• [TEXT PROVIDED]
L'Oréal glows as the world’s most valuable cosmetics brand, valued at US$12 billion
L'Oréal (brand value up 7% to US$12 billion) reigns supreme as the overall winner in the Brand Finance Cosmetics 50 ranking. As one of the world’s most popular and well-known cosmetics brands, L’Oréal operates in over 150 countries and has a global portfolio of over 30 brands. In its analysis, Brand Finance has determined that the key measures of familiarity and consideration towards L’Oréal have increased. This increase may be attributed to the company’s digital marketing strategies and enhanced online presence. By leveraging its enormous social media following, (over 10 million followers on Instagram and 438k+ followers on TikTok) the brand has enhanced its familiarity amongst younger consumers, producing visually appealing content that is often led by popular influencers. Further, L’Oréal also boasts an innovative and continually expanding product range, a key attribute identified in the investment pillar of its brand strength.
Every year, leading brand valuation consultancy Brand Finance puts 5,000 of the biggest brands to the test, and publishes over 100 reports, ranking brands across all sectors and countries. The world’s top 50 most valuable and strongest Cosmetics brands are included in the annual Brand Finance Cosmetics 50 2023 ranking.
Following the appointment of a new CEO in 2021, Nicolas Hieronimus, L’Oréal has also expanded its efforts in digital transformation and sustainability. In 2023, L'Oréal launched two new technology prototypes at CES 2023: HAPTA, a handheld computerised makeup applicator designed for people with limited hand and arm mobility, and L'Oréal Brow Magic, an electronic eyebrow makeup applicator that that enables users to achieve a personalised brow look within seconds.

• [DATA SHOWN]
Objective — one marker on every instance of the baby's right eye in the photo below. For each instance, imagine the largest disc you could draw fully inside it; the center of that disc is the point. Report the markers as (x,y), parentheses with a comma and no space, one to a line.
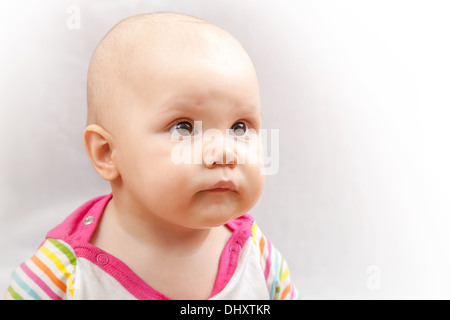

• [PROMPT 1]
Please return the passage of the L'Oréal text word for word, starting at "Every year, leading" and ending at "50 2023 ranking.".
• [PROMPT 2]
According to the L'Oréal text, in how many countries does L'Oréal operate?

• [WRITTEN RESPONSE 1]
Every year, leading brand valuation consultancy Brand Finance puts 5,000 of the biggest brands to the test, and publishes over 100 reports, ranking brands across all sectors and countries. The world’s top 50 most valuable and strongest Cosmetics brands are included in the annual Brand Finance Cosmetics 50 2023 ranking.

• [WRITTEN RESPONSE 2]
Over 150 countries.